Extend the passage about the letters between Laughlin and Williams, picking up after its last sentence.

Extract>
————————
Laughlin and Williams never lost touch with each other through all their personal vicissitudes; practical publishing business kept them in contact. But that was the least of it, though the train-train journalier is rendered more interesting by Laughlin’s nicely relaxed style, interspersed with droll turns of phrase: asking Williams for some “story angles” on the forthcoming publication of his first novel, The Roman Spring of Mrs. Stone, he remarks, “Publicity, as you know, snaps at all kinds of flies.” As the years rolled by, they shared with each other their growing despair at the world’s dégringolade: “All the people at the controls are opportunists or gangsters,” laments Williams as early as 1947. “The sweetness of reason died out of our public life with FDR. There doesn’t even seem to be a normal intelligence at work in the affairs of the nation. Aren’t you frightened by it?!” Laughlin feels that they are living through a period of “moral goiter.”

Later, in the early 1960s, he despairs of JFK: “I must say I am disgusted with Kennedy…as far as I can see he’s just a politician, and next thing will be trying some crazy stunt in Cuba…” Enraged by all this, he urges Williams to

pour out all your resentments at the state of things, a bellow of thunderous rejection…attacks, jabs, punches, cries of rage…a contemporary Maldoror, if you will, a non-dead who has seen it, had it, to the gills, and now is spitting back out at them, hate and love intermingled.

But then he realizes that he may be trying to impose on Williams what he would like to do himself “if only I had the talent to even begin to attempt it. I suppose I’m still a would-be thwarted writer….”
————————
Dataset>
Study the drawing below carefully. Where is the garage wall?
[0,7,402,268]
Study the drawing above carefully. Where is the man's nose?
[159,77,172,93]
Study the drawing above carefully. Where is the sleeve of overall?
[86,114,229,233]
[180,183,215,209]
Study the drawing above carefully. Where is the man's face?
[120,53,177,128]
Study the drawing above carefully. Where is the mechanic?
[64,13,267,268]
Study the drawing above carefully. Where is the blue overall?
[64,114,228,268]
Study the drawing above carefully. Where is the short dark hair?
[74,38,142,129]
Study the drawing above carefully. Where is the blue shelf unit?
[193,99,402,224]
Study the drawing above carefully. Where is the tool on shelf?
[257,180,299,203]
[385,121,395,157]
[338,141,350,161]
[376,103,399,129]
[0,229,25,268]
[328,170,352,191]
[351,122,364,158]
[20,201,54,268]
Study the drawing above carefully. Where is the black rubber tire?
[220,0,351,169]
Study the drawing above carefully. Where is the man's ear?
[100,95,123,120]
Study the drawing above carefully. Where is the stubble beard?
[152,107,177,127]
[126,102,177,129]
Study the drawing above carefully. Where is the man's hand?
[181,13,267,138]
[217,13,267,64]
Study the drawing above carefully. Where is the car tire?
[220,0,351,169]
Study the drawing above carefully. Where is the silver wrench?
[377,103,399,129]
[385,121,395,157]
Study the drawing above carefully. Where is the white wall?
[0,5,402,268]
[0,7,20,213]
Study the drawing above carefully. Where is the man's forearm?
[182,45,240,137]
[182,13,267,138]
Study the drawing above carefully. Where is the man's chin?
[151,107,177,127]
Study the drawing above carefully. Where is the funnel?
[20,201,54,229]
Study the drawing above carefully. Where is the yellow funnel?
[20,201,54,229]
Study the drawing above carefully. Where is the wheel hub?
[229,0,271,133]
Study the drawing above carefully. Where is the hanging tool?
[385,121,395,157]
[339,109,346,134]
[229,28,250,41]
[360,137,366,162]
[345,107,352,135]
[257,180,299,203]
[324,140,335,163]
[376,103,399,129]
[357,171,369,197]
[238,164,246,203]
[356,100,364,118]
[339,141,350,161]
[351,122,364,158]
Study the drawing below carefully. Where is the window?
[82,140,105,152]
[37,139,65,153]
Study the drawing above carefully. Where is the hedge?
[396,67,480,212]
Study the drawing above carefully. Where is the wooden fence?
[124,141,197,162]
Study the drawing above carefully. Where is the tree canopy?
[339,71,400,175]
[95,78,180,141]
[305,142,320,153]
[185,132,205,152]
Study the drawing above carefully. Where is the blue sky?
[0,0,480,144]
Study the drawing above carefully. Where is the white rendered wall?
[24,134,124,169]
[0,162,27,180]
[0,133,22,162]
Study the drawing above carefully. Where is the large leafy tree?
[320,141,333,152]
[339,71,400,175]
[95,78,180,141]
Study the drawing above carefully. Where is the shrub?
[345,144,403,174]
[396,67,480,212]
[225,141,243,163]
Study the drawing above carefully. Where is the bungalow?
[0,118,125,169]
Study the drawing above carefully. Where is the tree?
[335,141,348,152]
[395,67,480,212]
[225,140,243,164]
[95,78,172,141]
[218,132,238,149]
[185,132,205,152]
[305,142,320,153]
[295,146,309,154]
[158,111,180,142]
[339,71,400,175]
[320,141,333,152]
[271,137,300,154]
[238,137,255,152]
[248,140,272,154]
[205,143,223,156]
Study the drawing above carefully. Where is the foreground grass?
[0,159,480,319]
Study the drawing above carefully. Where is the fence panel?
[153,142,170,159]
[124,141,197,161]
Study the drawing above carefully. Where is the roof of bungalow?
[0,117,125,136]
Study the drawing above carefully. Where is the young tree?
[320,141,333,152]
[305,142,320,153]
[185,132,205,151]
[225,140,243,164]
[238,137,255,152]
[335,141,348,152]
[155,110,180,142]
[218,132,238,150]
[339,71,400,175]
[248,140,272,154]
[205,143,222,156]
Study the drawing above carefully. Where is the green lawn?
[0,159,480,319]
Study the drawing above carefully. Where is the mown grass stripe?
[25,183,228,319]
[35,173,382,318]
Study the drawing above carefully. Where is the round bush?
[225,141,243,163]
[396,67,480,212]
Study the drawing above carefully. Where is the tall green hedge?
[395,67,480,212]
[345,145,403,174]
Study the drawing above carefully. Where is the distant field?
————————
Exercise answer>
Writing is, naturally, at the heart of these letters, and it is both fascinating and moving to note Laughlin’s unwavering conviction that Williams is, at heart, a poet, though his work in that medium was generally dismissed by the critics. “Your poems,” Laughlin told him, “have a way of getting right into the marrow of life. They are charged with authentic emotion and they tell a story which people can understand and identify themselves with.” Getting Williams to write more poetry becomes a bit of a crusade with him. In 1951, by which time Williams had written The Glass Menagerie, A Streetcar Named Desire, Summer and Smoke, and The Rose Tattoo, Laughlin writes to him:

That is good news that you are working on another play, though, as you know, I would probably rather see you writing poetry. I always enjoy the plays—they are wonderful—but I still feel that essentially you are a poet, and that in the end you will do your greatest work in that field.

Williams did not disagree. In his 1983 tribute to Laughlin, he remarks:

By nature I was meant more for the quieter and purer world of poetry than for the theatre into which necessity drew me…. I know that it is the poetry that distinguishes the writing when it is distinguished, that of the plays and the stories, yes, that is what I had primarily to offer you.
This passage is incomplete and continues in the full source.